“A hundred or more hidden things”: That’s how the director Vincente Minnelli described the elusive secrets to any memorable scene in a movie, or even a single shot. Or the single second it takes to move from one shot to another.
How a movie’s footage is cut together falls to the editor. The editor sets a film’s heart rate and the visual rhythm of a scene.
Sometimes we notice editing and delight in its rightness. You can’t not notice the eyeblink leap forward in the literal match cut from “Lawrence of Arabia.” Peter O’Toole blows out the tiny flame he’s holding between his fingers, contemplating his destiny, and a millisecond later after a hard cut (not the more conventional dissolve director David Lean expected) we’re overwhelmed by the impossibly wide, vast and scorching Wadi Rum desert at sunrise. Editor Anne V. Coates, who won an Oscar for that picture, made that happen, crediting the jagged-edge French New Wave movies of the early 1960s as inspiration.
Other editing triumphs are subtle, almost invisible — sleight-of-hand conducted in plain sight. In a 2017 interview with the Los Angeles Times, the Academy Award-nominated co-editor of director Barry Jenkins’ “Moonlight” acknowledged a trick of her filmmaking trade: slipping audio from one take of a particular shot into the mouth of the same actor, photographed from behind, in a different and better take of the same shot. Sometimes, the editor said, “directors don’t even notice.”

◆ Given instruction
Reproduce the passage on film editing, starting with "Sometimes we notice" and going on through "1960s as inspiration.", substituting "dawn" for "sunrise".

◆ Material provided
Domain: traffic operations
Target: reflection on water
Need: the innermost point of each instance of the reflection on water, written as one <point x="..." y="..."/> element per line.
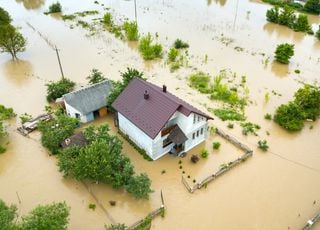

◆ Reply
Sometimes we notice editing and delight in its rightness. You can’t not notice the eyeblink leap forward in the literal match cut from “Lawrence of Arabia.” Peter O’Toole blows out the tiny flame he’s holding between his fingers, contemplating his destiny, and a millisecond later after a hard cut (not the more conventional dissolve director David Lean expected) we’re overwhelmed by the impossibly wide, vast and scorching Wadi Rum desert at dawn. Editor Anne V. Coates, who won an Oscar for that picture, made that happen, crediting the jagged-edge French New Wave movies of the early 1960s as inspiration.